- EXERCISE AIM
Retype all the data word for word.

(Items listed in a dataset)
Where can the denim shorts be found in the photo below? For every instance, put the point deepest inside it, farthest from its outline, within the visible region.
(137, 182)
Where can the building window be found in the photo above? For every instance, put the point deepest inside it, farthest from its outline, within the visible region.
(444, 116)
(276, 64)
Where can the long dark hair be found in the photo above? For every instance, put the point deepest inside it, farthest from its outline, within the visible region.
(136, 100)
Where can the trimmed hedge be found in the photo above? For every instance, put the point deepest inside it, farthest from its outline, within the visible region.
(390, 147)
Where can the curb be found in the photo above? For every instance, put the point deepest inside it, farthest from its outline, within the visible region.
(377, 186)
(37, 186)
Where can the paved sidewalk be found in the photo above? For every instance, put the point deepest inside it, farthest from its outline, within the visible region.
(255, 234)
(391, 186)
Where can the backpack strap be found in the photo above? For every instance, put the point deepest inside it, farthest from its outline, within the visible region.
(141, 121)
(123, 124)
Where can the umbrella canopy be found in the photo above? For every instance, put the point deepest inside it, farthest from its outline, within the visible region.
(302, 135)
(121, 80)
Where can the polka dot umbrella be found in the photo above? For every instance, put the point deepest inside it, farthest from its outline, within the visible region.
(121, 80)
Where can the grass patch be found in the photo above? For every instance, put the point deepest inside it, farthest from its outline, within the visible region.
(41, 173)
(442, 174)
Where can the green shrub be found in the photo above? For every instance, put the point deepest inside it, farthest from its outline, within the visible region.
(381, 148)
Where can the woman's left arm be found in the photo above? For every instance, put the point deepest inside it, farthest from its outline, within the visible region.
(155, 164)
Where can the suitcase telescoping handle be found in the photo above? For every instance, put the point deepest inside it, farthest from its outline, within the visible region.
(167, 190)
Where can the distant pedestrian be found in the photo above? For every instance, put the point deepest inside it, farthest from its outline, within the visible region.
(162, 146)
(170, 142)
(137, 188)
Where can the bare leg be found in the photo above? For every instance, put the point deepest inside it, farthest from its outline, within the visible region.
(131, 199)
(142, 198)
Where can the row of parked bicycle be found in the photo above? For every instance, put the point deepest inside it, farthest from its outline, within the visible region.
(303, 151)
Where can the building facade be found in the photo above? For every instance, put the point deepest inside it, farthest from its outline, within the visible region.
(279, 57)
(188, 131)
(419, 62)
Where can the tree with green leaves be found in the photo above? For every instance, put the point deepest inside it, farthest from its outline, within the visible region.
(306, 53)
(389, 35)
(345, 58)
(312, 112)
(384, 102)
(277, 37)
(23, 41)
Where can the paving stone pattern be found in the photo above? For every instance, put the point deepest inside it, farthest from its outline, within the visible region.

- YOUR SOLUTION
Where can the denim shorts be found in the photo below? For every instance, put the point deepest inside it, farthest from its outline, within the visible region.
(137, 182)
Where can the building window be found in the photo above? For every instance, put the point deepest inside it, farthest from its outline, within the visible region.
(444, 116)
(276, 64)
Where can the long dark hair be found in the photo above? For every instance, put the point deepest inside it, farthest from its outline, within the visible region.
(136, 100)
Where can the trimmed hedge be found in the photo above? For every instance, put the point deepest inside it, farthest from its outline, within the visible region.
(390, 147)
Where can the curb be found in the photo above? For every instance, put the point deepest inside it, farthest from its outline, within the visible region.
(377, 186)
(37, 186)
Where can the paved sidewalk be found in the photo above? For every instance, put the point deepest inside it, farthest from its outline, within the visible region.
(255, 234)
(391, 186)
Where can the backpack strap be found in the photo above? For every instance, put the point deepest inside it, farthest from its outline, within the visible region.
(141, 121)
(123, 124)
Where can the umbrella canopy be found in the photo above? For every instance, put the point deepest inside it, farthest from its outline, within the visible region.
(302, 135)
(121, 80)
Where can the polka dot umbrella be found in the photo above? For every instance, put the point deepest inside it, farthest from its outline, within the visible region.
(121, 80)
Where can the grass patch be found in the photo above? For every instance, put the point deepest inside it, farthest from its outline, within the visible region.
(41, 173)
(442, 174)
Where can the green shrub be found in the photo above? For every instance, put the point deepest inside it, farthest from its outline, within the visible region.
(381, 148)
Where can the woman's left arm be found in the photo above? For every instance, put the point deepest inside it, farthest from its outline, within the visible region.
(155, 164)
Where can the suitcase telescoping handle be found in the photo above? For every instance, put the point deepest inside it, farthest from its outline, within the visible region.
(167, 190)
Where can the distant pedestrian be found in the photo above? For every instance, put the point deepest inside it, farthest from its outline, within the visible region.
(162, 146)
(170, 142)
(137, 188)
Where can the bare leg be found in the photo above? For every instance, put the point deepest inside it, farthest from its outline, within the visible region.
(131, 199)
(142, 198)
Where can the row of parked bicycle be found in the photo above? For every instance, put the point deepest inside it, farthest from its outline, within the visible region.
(303, 151)
Where can the building facade be found in the photo above? For every instance, put the point deepest inside it, farthest from its outline, within the visible region.
(279, 57)
(188, 131)
(419, 62)
Where can the tree with green leaves be found in the photo above? For every instance, put the point deepest inside it, farthest from its outline, within the visible region.
(306, 53)
(389, 35)
(345, 58)
(312, 112)
(384, 102)
(277, 37)
(23, 41)
Where can the paving stone pattern be found in the photo above? For every instance, put the point deepest inside it, farthest from its outline, within the visible region.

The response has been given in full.